Work instructions.
(1) In the flywheel problem, what is the radius of the pulley attached to the flywheel?
(2) In the flywheel solution, reproduce the passage starting with "Step 1:Find the" and going on through "through its center.", changing "solid disc" to "uniform disc".
(3) What are all the tension values offered as answer options in the flywheel problem?

Page excerpt.
########

Question

An electric motor turns a flywheel through a drive belt that joins a pulley on the motor and a pulley that is rigidly attached to the flywheel as shown in figure. The flywheel is a solid disc with a mass of $80\cdot 0Kg$ and a radius $R=0\cdot 50m$. It turns on a frictionless axle. Its pulley has much smaller mass and a radius of $r=0\cdot 20m$ . The tension $T_u$ in the upper (taut) segment of the belt is $400N$, and the flywheel has a clockwise angular acceleration of $2\cdot 0rad/s^2$. The tension in the lower (slack) segment of the belt will be

• A. $75N$
• B. $90N$
• C. $300N$
• D. $180N$

Answer 1

The correct option is C $300N$

Step 1:Find the torque about the center of the fly wheel.
Given:
Mass of solid disc$\left(M\right)=80kg$
Radius of disc$\left(R\right)=0\cdot 50m$
Radius of pulley$\left(r\right)=0\cdot 20m$
Tension in the upper segment of belt$\left(T_u\right)=400N$
Angular acceleration$\left(\alpha \right)=2rad/s^2$
As per the diagram, flywheel is a solid disc of mass $M$ and radius $R$ with axis through its center.
As we know,Moment of inertia of the disc $I=\frac{\left(M{R}^2\right)}{2}$Hence, by applying torque equation about center of the flywheel we get,
$\Sigma \tau =I\alpha =T_{u}r-T_{b}r$
$\Sigma \tau =\frac{1}{2}M{R}^2\alpha$
Step 2:Find the tension in the lower segment $\left(T_b\right)$ of the fly wheel.
As we know,
$\Rightarrow T_b=T_u-\frac{\left(M{R}^2\alpha \right)}{2r}$
Therefore, by putting the values we get,
$T_b=400N-\frac{\left(80.0kg\right)(0.50m{)}^2\frac{2.0rad}{s^2}}{2\left(0.20m\right)}$
$T_b=300N$

Final Answer: $a$

########

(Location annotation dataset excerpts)

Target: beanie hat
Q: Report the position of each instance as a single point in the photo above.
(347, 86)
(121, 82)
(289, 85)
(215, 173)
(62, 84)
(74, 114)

########

Answers given.
(1) 0.20 m

(2)
Step 1:Find the torque about the center of the fly wheel.
Given:
Mass of uniform disc$\left(M\right)=80kg$
Radius of disc$\left(R\right)=0\cdot 50m$
Radius of pulley$\left(r\right)=0\cdot 20m$
Tension in the upper segment of belt$\left(T_u\right)=400N$
Angular acceleration$\left(\alpha \right)=2rad/s^2$
As per the diagram, flywheel is a uniform disc of mass $M$ and radius $R$ with axis through its center.

(3) 75 N, 90 N, 300 N, 180 N